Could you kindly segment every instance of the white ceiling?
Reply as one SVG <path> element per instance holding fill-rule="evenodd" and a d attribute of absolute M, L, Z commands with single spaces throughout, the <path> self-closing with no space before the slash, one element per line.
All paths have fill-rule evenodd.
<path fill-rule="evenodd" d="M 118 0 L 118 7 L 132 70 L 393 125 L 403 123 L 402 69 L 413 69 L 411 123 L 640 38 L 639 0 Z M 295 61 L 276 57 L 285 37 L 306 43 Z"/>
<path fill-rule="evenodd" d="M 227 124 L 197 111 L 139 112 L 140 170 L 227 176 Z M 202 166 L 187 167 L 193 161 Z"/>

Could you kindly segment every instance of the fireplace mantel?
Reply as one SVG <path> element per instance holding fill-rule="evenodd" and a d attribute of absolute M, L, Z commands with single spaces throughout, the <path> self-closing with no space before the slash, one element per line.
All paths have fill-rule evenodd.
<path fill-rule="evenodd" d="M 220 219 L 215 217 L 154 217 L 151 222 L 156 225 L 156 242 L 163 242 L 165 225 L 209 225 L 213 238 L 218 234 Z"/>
---
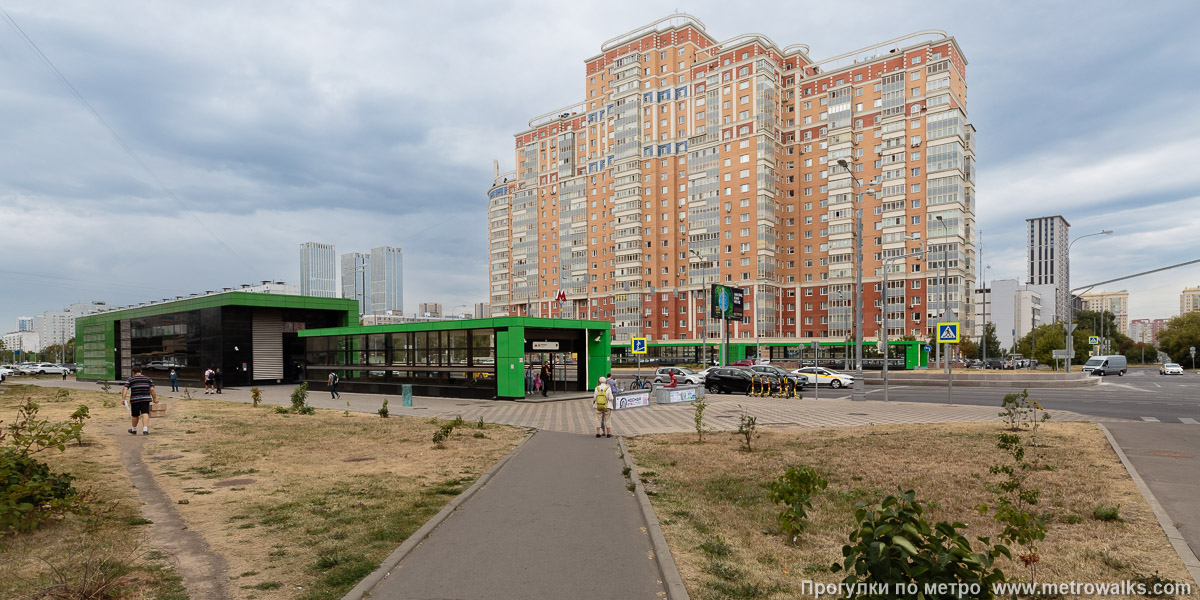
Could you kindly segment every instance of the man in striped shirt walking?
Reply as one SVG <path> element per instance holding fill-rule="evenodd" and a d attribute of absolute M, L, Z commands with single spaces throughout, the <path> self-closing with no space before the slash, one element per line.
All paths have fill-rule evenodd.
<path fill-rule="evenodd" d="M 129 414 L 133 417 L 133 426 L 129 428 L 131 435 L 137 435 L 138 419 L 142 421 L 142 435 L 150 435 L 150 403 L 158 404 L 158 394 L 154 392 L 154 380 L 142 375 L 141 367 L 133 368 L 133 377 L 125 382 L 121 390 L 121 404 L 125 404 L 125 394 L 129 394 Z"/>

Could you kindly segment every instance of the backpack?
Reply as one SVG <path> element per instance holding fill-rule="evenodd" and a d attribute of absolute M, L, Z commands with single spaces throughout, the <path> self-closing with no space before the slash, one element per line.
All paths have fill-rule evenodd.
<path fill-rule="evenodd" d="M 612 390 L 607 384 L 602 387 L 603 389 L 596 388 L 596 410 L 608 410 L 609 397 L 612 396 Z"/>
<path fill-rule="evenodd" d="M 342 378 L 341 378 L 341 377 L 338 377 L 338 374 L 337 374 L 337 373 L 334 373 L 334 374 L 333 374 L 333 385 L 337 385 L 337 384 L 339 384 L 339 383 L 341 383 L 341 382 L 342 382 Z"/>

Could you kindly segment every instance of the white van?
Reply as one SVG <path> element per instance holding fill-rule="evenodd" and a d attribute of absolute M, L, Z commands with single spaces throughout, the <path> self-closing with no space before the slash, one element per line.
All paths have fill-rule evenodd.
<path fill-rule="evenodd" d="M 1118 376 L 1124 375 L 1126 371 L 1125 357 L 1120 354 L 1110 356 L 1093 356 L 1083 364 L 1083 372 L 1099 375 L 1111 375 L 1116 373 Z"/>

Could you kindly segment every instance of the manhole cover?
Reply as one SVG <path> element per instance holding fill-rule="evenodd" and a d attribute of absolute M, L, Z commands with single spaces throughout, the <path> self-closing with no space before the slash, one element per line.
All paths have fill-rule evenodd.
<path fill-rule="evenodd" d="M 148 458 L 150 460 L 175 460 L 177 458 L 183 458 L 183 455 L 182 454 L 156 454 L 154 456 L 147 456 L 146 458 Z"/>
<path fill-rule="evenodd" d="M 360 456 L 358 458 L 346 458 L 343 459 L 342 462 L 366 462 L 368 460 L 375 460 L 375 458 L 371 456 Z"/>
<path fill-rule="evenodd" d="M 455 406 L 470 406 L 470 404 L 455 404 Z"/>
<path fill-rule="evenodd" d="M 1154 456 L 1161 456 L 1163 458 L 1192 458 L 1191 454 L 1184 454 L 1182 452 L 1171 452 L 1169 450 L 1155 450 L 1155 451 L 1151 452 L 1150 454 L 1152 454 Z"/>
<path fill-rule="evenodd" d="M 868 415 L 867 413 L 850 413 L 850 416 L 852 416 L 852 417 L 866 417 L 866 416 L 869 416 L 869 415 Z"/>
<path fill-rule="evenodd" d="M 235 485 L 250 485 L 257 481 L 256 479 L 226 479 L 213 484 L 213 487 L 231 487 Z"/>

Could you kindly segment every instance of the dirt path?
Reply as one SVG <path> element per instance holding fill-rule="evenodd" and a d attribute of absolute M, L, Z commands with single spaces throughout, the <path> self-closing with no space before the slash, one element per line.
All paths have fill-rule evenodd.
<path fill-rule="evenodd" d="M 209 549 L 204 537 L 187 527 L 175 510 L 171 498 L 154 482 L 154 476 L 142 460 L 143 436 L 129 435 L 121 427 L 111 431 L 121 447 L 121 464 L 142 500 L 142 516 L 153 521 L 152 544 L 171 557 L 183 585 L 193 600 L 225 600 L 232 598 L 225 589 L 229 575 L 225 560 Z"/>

**BRIEF**
Out of the records above, pull each line containing the word "white".

**WRITTEN REPLY**
Could you kindly segment every instance of the white ceiling?
Could you kindly segment every instance of the white van?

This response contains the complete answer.